**Directions for this task:**
Whenever a line below holds the word "white", copy that line.

(Referring expression pointing data)

▶

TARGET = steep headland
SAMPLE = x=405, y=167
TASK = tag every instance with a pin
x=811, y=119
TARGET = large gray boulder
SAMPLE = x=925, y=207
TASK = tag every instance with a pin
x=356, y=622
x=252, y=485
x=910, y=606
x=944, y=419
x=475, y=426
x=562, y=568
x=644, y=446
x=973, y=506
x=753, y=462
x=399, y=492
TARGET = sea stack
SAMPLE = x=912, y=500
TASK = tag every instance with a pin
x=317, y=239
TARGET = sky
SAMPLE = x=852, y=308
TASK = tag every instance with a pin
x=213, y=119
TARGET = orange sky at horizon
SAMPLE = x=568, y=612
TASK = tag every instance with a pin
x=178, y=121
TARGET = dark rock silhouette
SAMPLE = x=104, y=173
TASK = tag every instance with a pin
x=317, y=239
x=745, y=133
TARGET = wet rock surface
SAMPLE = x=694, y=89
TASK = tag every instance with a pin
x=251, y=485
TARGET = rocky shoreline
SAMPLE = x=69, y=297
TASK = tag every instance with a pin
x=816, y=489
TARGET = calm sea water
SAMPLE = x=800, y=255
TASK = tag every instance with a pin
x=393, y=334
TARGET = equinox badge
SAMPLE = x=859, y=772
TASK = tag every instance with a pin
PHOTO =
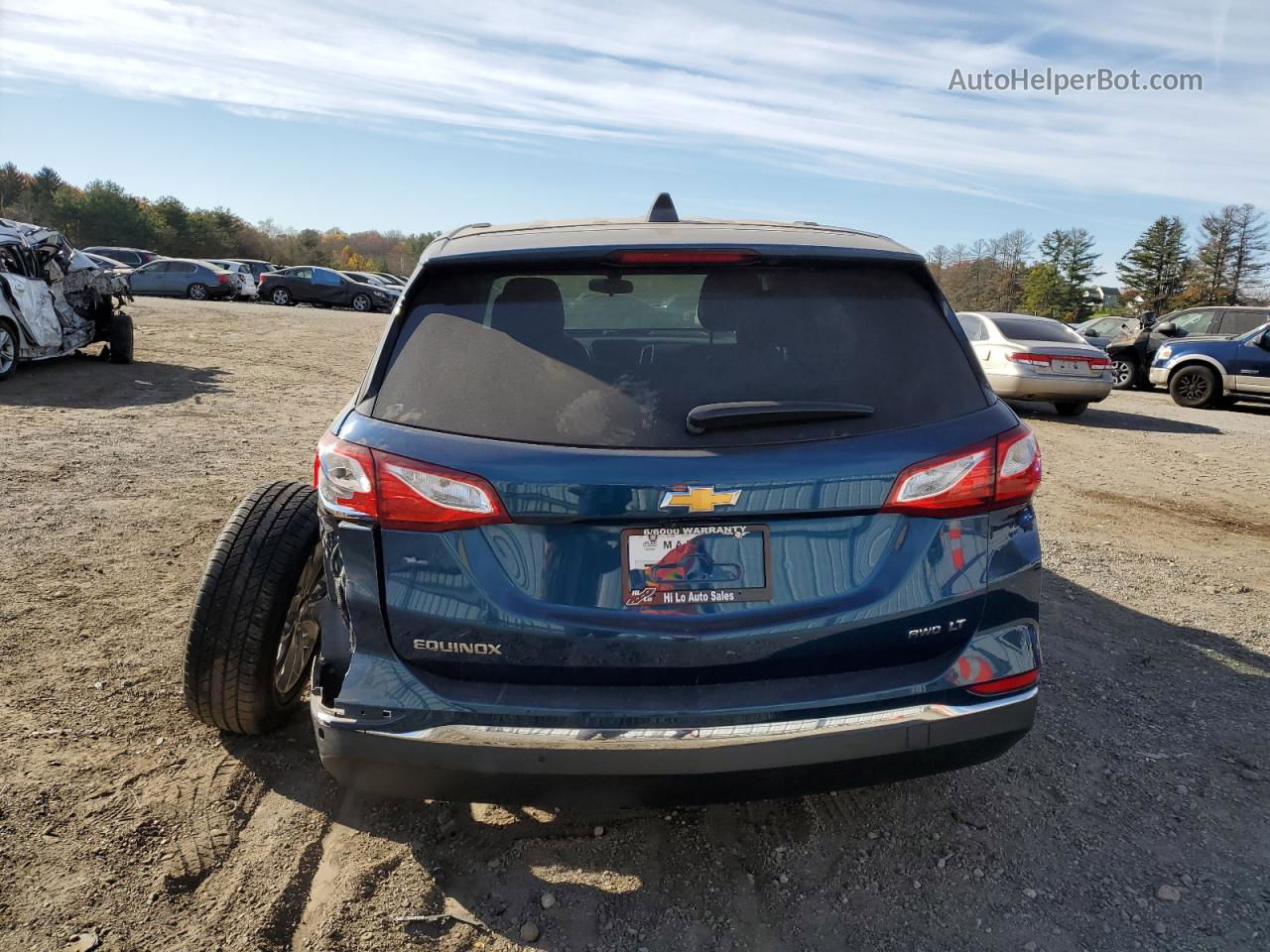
x=698, y=499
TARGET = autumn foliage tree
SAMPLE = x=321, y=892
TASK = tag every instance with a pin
x=103, y=213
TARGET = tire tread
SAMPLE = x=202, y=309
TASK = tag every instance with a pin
x=241, y=604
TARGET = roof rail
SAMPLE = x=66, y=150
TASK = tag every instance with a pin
x=663, y=209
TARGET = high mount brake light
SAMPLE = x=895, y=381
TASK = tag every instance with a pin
x=684, y=257
x=399, y=493
x=989, y=475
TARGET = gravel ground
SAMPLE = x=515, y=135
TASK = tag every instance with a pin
x=1133, y=816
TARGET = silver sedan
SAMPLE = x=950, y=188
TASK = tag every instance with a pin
x=1025, y=357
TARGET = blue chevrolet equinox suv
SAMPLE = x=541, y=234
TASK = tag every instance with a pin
x=638, y=512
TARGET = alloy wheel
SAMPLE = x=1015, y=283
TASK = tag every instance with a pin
x=1193, y=388
x=302, y=629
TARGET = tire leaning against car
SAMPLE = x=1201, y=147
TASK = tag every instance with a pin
x=8, y=348
x=1196, y=386
x=254, y=627
x=121, y=338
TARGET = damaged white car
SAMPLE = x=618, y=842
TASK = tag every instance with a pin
x=55, y=299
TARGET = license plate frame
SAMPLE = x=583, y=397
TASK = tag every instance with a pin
x=1072, y=367
x=688, y=592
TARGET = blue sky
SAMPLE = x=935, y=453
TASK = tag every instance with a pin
x=422, y=117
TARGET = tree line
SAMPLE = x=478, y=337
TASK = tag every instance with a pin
x=104, y=213
x=1225, y=267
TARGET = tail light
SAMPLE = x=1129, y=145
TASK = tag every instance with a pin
x=1005, y=685
x=989, y=475
x=1032, y=359
x=399, y=493
x=1048, y=359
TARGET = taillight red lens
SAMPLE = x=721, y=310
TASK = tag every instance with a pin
x=997, y=472
x=429, y=498
x=344, y=477
x=1017, y=467
x=685, y=257
x=1034, y=359
x=399, y=493
x=1005, y=685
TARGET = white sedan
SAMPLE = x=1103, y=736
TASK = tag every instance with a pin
x=1025, y=357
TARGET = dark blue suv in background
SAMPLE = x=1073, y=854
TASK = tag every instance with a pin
x=1215, y=372
x=644, y=511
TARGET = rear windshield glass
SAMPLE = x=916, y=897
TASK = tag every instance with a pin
x=1055, y=333
x=604, y=359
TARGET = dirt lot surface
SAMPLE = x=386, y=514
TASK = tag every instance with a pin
x=1133, y=816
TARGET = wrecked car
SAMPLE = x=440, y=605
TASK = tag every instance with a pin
x=55, y=299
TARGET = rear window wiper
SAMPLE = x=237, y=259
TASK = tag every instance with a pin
x=763, y=413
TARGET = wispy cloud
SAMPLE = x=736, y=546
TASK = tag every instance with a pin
x=849, y=90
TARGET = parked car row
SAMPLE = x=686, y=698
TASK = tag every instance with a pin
x=325, y=287
x=1133, y=354
x=1206, y=357
x=1025, y=357
x=245, y=278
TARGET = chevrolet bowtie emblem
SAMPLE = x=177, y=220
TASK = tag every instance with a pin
x=698, y=499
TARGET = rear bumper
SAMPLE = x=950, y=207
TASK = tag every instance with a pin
x=1038, y=388
x=488, y=763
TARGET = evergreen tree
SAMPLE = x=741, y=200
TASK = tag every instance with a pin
x=1071, y=254
x=1247, y=252
x=1043, y=293
x=1210, y=275
x=1157, y=266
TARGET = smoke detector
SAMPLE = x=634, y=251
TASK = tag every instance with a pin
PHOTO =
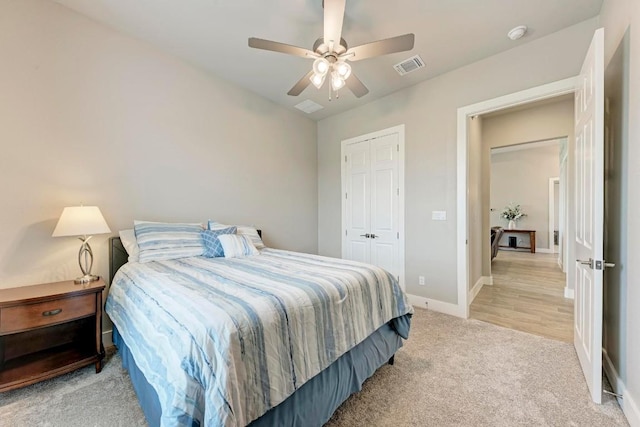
x=517, y=32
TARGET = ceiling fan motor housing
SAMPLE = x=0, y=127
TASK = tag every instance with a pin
x=322, y=49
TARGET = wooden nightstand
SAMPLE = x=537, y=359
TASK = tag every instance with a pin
x=48, y=330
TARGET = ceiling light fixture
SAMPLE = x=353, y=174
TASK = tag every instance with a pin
x=517, y=32
x=337, y=68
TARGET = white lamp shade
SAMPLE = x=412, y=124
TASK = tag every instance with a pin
x=81, y=221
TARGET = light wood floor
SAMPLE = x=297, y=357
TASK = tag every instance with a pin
x=527, y=295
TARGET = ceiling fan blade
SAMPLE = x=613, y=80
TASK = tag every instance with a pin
x=301, y=85
x=381, y=47
x=333, y=17
x=280, y=47
x=356, y=86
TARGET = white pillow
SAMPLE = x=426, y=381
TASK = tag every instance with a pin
x=247, y=230
x=165, y=240
x=236, y=246
x=128, y=239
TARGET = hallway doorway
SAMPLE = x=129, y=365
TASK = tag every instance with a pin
x=527, y=295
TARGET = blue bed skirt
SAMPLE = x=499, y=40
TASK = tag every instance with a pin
x=314, y=403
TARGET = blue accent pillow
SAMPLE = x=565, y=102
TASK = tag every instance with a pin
x=212, y=245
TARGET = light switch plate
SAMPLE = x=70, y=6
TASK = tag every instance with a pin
x=439, y=215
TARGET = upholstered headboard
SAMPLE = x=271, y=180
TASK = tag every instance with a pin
x=118, y=255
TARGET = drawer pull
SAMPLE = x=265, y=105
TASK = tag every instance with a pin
x=52, y=312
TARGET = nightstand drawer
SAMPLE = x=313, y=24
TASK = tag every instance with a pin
x=21, y=317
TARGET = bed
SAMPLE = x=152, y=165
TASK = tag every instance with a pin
x=276, y=339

◀

**Written response:**
TARGET = damaged white car
TARGET = white sedan
TARGET = white lamp shade
TARGET = white pillow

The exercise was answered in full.